◆ WRITTEN TASK 1: In the article on positive thinking, what does the author say might happen if you fight to suppress or control your thoughts and feelings?

-- begin EXTRACT TO READ --

By Michael Stern
Regardless of your political orientation, it is likely that you’ve been having thoughts about how terrible it would be if “the other guy” wins. With everything going on in the world right now, it seems reasonable to feel anxious, overwhelmed, or exhausted. That makes it the perfect opportunity to practice positive thinking by focusing on and celebrating the good things in life.
Positive Outlook and Emotional Intelligence
As a trained emotional intelligence coach, I understand positive outlook to be the ability to see the positive in people, situations, and events. It means being persistent in pursuing goals despite setbacks and obstacles. (1)
Research shows that a positive outlook tends to lead to positive emotions (2). Also, people who frequently experience and express positive emotions are more resilient, resourceful, socially connected, and more likely to function at optimal levels. (3)
Positive Thinking is not Magical Thinking
It’s important to remember that ‘positive thinking’ will not solve all our problems, and research shows it can actually create more problems, for example:
- Fighting to suppress or control your thoughts and feelings may amplify their intensity.
- Delusional positive thinking about outcomes can unintentionally make us feel as if we have already accomplished something we have yet to accomplish, causing us to be complacent.
- Un-tempered optimism can lead us to persist in situations that are actually dangerous, while ‘realistic pessimism’ may be more realistic and safer.
We need to be careful not to confuse ‘positive thinking’ with delusional thinking – thinking that ‘everything is going to be okay’ without any effort or discernment on our part. Instead, we can commit to showing up to participate fully in our lives, learning from our experiences, and finding ways to improve a situation. And rather than striving for unconditional optimism in all circumstances, we can cultivate a generally optimistic outlook that is tempered by realistic pessimism.
How to Practice
With practice, you can cultivate the ability to see the positive and the possibility in all situations.
Here are some simple, effective, evidence-based approaches you can take to develop your positive thinking skills:
- Mindfulness practice can help you become aware of your internal dialogue and interrupt any repetitive negative thought patterns. It can also train you to return your attention to the present moment, which allows you to focus on what you can control and choose more optimistic ways to reframe your experience.

-- end EXTRACT TO READ --
-- begin SOURCE MATERIAL --

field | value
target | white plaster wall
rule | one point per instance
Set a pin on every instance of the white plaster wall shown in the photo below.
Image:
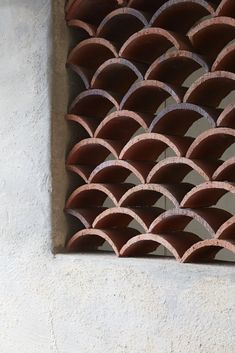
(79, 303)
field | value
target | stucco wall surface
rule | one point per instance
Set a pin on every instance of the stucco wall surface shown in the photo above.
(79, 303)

-- end SOURCE MATERIAL --
-- begin SOURCE MATERIAL --

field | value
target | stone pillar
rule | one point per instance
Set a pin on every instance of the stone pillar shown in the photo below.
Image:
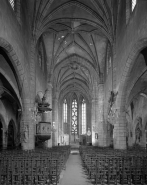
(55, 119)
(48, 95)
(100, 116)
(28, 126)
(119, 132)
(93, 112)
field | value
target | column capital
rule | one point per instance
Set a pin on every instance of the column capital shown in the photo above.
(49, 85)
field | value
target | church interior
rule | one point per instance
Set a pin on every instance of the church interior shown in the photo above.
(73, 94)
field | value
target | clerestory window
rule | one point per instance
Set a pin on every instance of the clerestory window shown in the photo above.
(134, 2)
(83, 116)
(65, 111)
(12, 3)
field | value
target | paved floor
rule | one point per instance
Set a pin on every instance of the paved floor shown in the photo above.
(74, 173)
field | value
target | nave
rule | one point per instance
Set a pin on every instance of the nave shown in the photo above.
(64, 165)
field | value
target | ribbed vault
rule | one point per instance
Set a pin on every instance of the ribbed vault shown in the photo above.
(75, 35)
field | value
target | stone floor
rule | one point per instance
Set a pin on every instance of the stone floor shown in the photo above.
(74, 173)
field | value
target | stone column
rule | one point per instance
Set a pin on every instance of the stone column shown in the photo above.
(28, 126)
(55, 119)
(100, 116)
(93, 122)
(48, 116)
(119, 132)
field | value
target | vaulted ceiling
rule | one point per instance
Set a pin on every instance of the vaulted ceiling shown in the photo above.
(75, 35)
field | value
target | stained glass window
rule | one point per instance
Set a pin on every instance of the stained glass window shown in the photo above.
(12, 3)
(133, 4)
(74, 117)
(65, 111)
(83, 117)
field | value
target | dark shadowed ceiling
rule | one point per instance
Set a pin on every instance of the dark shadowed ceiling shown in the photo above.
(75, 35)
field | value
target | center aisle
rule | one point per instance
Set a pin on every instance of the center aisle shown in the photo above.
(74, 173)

-- end SOURCE MATERIAL --

◆ WRITTEN TASK 2: Pull out every line of the records that contains the word "below".

◆ WRITTEN SOLUTION 1: It may amplify their intensity.

◆ WRITTEN SOLUTION 2:
Set a pin on every instance of the white plaster wall shown in the photo below.
Set a pin on every instance of the stone pillar shown in the photo below.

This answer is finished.